### Available data
▼▼▼
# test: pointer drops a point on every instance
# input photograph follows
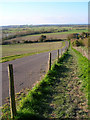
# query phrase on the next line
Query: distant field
(34, 48)
(58, 35)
▲▲▲
### Set exercise
Print every line above verbatim, leaving the picture out.

### Written solution
# test: pointer drops a point on every instance
# input photograph follows
# query phrase on the next line
Query: distant field
(34, 48)
(58, 35)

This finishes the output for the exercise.